Безопасный и надежный мир ее детства рушился, оставляя один на один с неоднозначностью взрослой жизни. Она бунтовала против необоснованных и кажущихся безрассудными решений родителей. Она сопротивлялась, когда ей говорили «ты обязана», указывали, что можно и чего нельзя, и пытались навязать свою волю. Она разрывалась между желанием говорить правду и вести себя, как положено девочке, то есть держать свое мнение при себе. Она обнаружила, что и родителям свойственно ошибаться, однако это не мешает им играть на ее чувствах и навязывать груз вины. Под их взглядами, меняющимися с покровительственных на подозрительные, она терзалась сомнениями в себе{106}.

Когда девочки достигают возраста амбиций, независимости и уверенности в своих умственных способностях, принуждение подчиниться требованиям классической женственности – то есть нравиться мужчинам и быть желанной для них – усиливается. Женщин побуждают маскировать свой естественный облик косметикой, украшениями, краской для волос, одеждой, подчеркивающей одни выпуклости и прячущей другие. На это уходят силы и время{107}.

Записи с точками на размеченных объектах

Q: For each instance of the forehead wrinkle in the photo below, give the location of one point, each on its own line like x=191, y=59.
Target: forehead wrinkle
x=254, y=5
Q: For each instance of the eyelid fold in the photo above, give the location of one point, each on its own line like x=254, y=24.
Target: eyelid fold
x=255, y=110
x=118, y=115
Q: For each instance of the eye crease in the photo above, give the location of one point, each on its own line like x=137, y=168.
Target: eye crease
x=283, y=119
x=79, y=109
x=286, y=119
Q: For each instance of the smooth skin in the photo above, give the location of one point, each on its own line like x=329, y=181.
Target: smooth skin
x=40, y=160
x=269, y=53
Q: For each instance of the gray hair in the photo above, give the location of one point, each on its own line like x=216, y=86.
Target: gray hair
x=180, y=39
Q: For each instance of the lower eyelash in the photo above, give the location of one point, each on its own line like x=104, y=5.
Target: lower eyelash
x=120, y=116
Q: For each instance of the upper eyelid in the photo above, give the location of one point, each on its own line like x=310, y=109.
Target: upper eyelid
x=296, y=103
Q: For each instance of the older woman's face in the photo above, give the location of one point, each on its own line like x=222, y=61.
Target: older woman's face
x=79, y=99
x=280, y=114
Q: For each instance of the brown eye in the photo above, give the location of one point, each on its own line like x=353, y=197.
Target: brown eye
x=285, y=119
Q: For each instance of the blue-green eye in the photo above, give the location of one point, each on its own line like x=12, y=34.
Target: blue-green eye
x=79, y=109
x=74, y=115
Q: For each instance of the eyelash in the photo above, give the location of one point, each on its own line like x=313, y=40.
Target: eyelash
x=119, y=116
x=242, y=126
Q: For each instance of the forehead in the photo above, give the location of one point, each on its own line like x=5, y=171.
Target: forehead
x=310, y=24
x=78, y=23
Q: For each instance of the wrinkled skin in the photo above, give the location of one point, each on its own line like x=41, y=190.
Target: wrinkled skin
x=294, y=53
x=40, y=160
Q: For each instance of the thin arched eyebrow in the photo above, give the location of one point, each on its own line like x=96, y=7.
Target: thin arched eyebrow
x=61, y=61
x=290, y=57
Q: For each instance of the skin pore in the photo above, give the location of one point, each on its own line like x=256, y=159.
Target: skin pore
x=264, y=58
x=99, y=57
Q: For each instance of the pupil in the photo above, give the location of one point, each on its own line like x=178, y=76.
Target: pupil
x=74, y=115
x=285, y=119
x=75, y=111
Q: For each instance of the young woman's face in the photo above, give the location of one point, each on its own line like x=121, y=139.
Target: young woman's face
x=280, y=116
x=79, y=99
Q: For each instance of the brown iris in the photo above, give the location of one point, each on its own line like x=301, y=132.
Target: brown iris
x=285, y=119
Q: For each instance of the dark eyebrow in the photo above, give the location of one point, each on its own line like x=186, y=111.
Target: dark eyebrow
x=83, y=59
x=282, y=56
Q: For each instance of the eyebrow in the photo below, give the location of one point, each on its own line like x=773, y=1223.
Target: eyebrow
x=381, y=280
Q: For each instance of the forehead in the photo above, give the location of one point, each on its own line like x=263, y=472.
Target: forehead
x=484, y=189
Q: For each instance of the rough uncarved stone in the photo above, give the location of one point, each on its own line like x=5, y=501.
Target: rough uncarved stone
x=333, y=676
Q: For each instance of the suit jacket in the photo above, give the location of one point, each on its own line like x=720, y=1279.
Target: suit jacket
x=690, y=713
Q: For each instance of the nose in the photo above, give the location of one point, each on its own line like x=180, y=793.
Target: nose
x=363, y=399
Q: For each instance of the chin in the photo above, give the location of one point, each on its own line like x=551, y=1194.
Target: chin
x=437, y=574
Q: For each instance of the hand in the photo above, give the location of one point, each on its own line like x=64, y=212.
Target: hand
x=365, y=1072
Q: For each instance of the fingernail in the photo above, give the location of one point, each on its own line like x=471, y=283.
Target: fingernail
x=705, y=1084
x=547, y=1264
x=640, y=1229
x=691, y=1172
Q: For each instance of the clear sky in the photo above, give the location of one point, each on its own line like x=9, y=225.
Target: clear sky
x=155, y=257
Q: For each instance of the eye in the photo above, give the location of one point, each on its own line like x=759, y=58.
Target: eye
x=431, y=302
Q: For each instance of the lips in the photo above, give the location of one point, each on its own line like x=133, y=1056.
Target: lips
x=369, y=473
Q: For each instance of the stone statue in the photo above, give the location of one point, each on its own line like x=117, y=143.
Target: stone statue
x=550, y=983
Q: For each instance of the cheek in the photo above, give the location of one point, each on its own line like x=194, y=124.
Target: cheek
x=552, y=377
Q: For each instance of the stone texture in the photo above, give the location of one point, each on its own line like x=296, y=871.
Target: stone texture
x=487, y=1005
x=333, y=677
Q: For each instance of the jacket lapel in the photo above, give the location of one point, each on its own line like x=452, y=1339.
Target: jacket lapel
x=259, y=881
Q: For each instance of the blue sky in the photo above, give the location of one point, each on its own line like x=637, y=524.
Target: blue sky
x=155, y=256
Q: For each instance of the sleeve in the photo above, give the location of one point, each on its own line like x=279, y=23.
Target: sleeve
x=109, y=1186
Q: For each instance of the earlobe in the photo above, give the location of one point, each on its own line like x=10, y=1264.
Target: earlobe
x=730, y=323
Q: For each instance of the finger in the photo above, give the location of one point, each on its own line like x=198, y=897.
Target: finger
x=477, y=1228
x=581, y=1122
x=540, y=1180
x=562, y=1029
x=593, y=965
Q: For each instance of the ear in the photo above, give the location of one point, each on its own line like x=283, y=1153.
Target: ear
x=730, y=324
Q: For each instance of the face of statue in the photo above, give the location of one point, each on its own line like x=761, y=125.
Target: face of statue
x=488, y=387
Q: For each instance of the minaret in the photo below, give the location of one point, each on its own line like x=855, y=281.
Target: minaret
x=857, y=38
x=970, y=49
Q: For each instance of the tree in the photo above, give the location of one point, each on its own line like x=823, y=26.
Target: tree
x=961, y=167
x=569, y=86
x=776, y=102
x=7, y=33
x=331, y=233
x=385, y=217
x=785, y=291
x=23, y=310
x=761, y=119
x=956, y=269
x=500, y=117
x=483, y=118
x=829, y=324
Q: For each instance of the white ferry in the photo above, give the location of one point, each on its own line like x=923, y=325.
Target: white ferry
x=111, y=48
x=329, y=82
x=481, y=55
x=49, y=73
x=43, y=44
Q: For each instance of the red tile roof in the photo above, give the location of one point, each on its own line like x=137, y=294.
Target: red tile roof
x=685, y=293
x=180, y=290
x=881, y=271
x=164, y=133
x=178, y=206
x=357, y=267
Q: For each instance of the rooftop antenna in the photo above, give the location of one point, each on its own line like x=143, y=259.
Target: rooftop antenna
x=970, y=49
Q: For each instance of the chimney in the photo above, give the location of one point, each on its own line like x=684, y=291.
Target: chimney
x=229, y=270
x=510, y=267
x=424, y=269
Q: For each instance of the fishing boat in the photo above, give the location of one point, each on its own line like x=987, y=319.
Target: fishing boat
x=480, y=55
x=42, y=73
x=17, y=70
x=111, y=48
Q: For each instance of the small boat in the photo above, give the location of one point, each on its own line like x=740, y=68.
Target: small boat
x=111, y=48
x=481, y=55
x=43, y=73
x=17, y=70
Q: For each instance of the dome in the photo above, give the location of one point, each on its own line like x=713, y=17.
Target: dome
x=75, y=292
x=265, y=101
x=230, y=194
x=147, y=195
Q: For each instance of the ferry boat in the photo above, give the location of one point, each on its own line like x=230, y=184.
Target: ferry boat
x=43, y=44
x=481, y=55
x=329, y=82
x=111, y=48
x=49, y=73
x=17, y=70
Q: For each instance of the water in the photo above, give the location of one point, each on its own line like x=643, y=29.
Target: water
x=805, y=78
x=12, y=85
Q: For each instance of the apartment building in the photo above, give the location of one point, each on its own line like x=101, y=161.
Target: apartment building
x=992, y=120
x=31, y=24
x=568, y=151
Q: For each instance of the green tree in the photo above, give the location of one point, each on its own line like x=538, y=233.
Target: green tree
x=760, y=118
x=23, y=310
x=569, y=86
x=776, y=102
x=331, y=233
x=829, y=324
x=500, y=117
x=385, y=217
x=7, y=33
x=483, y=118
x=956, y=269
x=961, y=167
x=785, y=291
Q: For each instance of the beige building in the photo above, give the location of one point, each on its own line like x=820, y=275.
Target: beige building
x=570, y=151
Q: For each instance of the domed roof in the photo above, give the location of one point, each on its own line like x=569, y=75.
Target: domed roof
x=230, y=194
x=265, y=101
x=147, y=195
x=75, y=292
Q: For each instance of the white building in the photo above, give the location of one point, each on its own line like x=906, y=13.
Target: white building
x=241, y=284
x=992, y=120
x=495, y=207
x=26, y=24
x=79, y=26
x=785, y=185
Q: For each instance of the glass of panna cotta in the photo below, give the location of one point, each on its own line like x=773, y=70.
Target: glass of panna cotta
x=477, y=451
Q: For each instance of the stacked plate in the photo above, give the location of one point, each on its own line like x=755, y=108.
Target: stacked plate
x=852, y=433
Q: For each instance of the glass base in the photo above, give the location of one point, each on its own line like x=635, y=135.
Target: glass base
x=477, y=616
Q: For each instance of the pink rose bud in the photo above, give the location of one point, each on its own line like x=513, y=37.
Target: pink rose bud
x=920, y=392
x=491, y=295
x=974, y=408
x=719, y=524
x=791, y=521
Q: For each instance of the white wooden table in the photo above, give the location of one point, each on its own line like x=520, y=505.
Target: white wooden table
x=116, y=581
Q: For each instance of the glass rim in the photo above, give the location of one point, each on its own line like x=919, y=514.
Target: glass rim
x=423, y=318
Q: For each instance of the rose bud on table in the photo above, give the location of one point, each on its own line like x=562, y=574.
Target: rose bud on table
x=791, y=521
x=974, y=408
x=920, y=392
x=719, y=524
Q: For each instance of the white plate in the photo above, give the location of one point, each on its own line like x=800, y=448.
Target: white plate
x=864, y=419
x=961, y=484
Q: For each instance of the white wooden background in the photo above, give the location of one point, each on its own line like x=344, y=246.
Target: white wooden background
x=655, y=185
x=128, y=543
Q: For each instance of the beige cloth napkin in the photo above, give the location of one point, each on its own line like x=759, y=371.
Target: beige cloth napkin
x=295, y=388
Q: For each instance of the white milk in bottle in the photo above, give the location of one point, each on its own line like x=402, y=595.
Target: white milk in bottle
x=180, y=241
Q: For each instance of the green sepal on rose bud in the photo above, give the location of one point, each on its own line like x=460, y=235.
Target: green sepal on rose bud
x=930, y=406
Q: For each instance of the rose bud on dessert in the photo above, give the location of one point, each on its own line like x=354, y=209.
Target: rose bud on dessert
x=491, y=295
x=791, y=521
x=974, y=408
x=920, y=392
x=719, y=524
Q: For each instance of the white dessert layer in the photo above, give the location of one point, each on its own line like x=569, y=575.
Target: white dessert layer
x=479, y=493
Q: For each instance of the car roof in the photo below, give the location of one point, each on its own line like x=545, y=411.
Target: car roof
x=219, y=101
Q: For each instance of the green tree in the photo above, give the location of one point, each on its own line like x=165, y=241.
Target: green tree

- [Задания]
#1 Приведите ещё раз полностью, без единого изменения, текст о взрослении девочек.
#2 Перепишите дословно строки данных: всё от самой первой строки вниз до строки, содержащей «x=296, y=103», включая её.

- [Ответы]
#1
Безопасный и надежный мир ее детства рушился, оставляя один на один с неоднозначностью взрослой жизни. Она бунтовала против необоснованных и кажущихся безрассудными решений родителей. Она сопротивлялась, когда ей говорили «ты обязана», указывали, что можно и чего нельзя, и пытались навязать свою волю. Она разрывалась между желанием говорить правду и вести себя, как положено девочке, то есть держать свое мнение при себе. Она обнаружила, что и родителям свойственно ошибаться, однако это не мешает им играть на ее чувствах и навязывать груз вины. Под их взглядами, меняющимися с покровительственных на подозрительные, она терзалась сомнениями в себе{106}.

Когда девочки достигают возраста амбиций, независимости и уверенности в своих умственных способностях, принуждение подчиниться требованиям классической женственности – то есть нравиться мужчинам и быть желанной для них – усиливается. Женщин побуждают маскировать свой естественный облик косметикой, украшениями, краской для волос, одеждой, подчеркивающей одни выпуклости и прячущей другие. На это уходят силы и время{107}.

#2
Q: For each instance of the forehead wrinkle in the photo below, give the location of one point, each on its own line like x=191, y=59.
Target: forehead wrinkle
x=254, y=5
Q: For each instance of the eyelid fold in the photo above, give the location of one point, each on its own line like x=254, y=24.
Target: eyelid fold
x=255, y=110
x=118, y=115
Q: For each instance of the eye crease in the photo above, give the location of one point, each on its own line like x=137, y=168.
Target: eye crease
x=283, y=119
x=79, y=109
x=286, y=119
Q: For each instance of the smooth skin in the photo above, give the location of one point, each on its own line like x=329, y=181.
Target: smooth skin
x=40, y=160
x=269, y=53
Q: For each instance of the gray hair in the photo above, give the location of one point, each on its own line like x=216, y=86.
Target: gray hair
x=180, y=39
Q: For each instance of the lower eyelash in the photo above, give the location of one point, each on its own line like x=104, y=5.
Target: lower eyelash
x=120, y=116
Q: For each instance of the upper eyelid in the photo above, give the location of one point, each on its own line like x=310, y=109.
Target: upper eyelid
x=296, y=103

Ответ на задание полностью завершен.